[DIRECTIVE A]:
List each line in the entries that contains the word "white", matching case exactly.
───── SELECTED PASSAGE ─────
While the ruling Samajwadi Party has always patronised the Sangh Parivar in its own pursuit of consolidating the Muslim votes along with that of the Yadavs and a large section of the backward castes, the BSP realised the importance of winning a Muslim support base and combining it with the Dalits in an electoral battle against the BJP only lately.

By concealing their Brahminical supremacist politics to polarise the Dalit votes under the umbrella of Hindutva the BJP managed to garner a large section of the Dalit votes until 2014. The BJP used the Dalit base it won from Mayawati’s camp to instigate communal violence against Muslims under the garb of protecting the “honour” of Hindu women who, according to the Sangh Parivar, are vulnerable to Muslim men trying to convert them to Islam.

The notorious “Ghar Wapsi” or a religious conversion drive to convert the Muslims and Christians into Hindus started with the covert support of the Samajwadi Party led administration all over the state. Apart from Azam Khan’s venom spewing the entire administration didn’t take any step to contain the Hindutva bullying of Muslims and Christians in the state and it let the RSS go loose like a feral force to threaten and intimidate every community that opposed its heinous plans to vitiate the communal environment of the state years before the Uttar Pradesh assembly elections.

The cycle of utmost hate mongering and vitriol continued for months and with the brutal lynching of Muhammad Akhlaq in Dadri’s Bisada village by a group of RSS supported cow vigilante lumpens highlighted the intolerance sown deep in Uttar Pradesh as well as the whole country by the saffron brigade.

The lynching of Akhlaq became a national news due to the BJP’s constant unapologetic efforts to officially justify the mob lynching under the garb of cow protection and its MLA Sangeet Som’s unconditional support to those who were accused of killing the man.

There were constant threats from the Hindutva lobby to the Muslims of the region and their liasoning with the government even changed the laboratory report on the nature of the meat that was confiscated by the state government, which again gave a moral booster to the thugs who used the occasion to flare up communal passions and intimidate the family of the victim.
─────
[DIRECTIVE B]:
In the passage on Uttar Pradesh politics, in which village was Muhammad Akhlaq lynched?
───── DATA ─────
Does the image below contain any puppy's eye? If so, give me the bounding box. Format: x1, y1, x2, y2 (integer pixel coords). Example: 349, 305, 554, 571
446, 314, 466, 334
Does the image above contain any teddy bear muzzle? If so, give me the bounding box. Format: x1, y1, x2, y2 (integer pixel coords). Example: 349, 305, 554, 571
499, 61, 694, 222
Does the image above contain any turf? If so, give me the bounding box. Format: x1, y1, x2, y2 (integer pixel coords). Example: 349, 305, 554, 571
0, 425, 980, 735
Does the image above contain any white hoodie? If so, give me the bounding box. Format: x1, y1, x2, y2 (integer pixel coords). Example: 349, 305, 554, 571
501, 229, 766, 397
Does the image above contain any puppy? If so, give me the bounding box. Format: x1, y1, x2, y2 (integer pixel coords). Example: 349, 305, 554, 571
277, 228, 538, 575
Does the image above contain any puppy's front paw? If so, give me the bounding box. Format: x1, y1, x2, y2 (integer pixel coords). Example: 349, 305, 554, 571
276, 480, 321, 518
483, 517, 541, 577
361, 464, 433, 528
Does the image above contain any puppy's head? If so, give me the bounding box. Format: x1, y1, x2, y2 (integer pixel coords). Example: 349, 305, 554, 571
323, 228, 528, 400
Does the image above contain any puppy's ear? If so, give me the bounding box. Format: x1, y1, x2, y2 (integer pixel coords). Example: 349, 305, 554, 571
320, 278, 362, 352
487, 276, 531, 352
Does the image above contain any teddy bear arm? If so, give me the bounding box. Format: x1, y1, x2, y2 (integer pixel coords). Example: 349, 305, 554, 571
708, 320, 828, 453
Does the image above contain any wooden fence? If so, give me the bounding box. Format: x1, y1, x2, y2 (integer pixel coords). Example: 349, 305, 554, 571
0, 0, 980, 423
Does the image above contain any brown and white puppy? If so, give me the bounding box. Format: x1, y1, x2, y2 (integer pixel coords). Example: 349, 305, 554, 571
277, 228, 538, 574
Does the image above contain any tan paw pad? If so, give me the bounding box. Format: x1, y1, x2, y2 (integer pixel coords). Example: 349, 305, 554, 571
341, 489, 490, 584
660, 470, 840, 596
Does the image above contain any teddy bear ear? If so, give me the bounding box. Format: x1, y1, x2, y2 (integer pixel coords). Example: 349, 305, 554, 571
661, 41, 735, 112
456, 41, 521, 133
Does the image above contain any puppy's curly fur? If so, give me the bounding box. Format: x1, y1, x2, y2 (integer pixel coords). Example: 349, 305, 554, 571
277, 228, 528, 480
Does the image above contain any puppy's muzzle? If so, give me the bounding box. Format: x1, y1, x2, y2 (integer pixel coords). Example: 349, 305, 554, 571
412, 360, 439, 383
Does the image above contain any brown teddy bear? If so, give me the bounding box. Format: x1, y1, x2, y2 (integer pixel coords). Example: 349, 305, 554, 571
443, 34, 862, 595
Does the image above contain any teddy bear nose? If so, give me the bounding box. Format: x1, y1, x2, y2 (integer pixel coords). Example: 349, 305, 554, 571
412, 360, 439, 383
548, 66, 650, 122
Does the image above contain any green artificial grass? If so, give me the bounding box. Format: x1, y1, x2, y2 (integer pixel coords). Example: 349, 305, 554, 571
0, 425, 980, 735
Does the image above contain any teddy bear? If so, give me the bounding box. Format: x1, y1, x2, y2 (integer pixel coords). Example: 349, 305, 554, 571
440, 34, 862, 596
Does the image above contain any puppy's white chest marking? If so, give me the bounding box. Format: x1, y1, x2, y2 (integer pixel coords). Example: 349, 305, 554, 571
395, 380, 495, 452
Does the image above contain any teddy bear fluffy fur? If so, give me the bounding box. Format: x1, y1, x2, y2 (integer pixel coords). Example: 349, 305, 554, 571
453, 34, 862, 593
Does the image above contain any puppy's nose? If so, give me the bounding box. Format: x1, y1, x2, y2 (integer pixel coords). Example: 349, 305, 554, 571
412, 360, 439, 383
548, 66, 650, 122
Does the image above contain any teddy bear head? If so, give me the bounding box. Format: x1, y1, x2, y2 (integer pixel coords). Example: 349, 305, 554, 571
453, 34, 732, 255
─────
[COMPLETE ANSWER A]:
Does the image above contain any white hoodie? If so, give me the bounding box. Format: x1, y1, x2, y2 (integer pixel coords). Example: 349, 305, 554, 571
Does the image above contain any brown and white puppy? If so, give me the bounding box. Format: x1, y1, x2, y2 (integer pixel coords). Example: 349, 305, 554, 571
Does the image above contain any puppy's white chest marking? If so, give me the bounding box. Format: x1, y1, x2, y2 (integer pixel coords). Example: 349, 305, 554, 571

[COMPLETE ANSWER B]:
In Bisada village, in Dadri.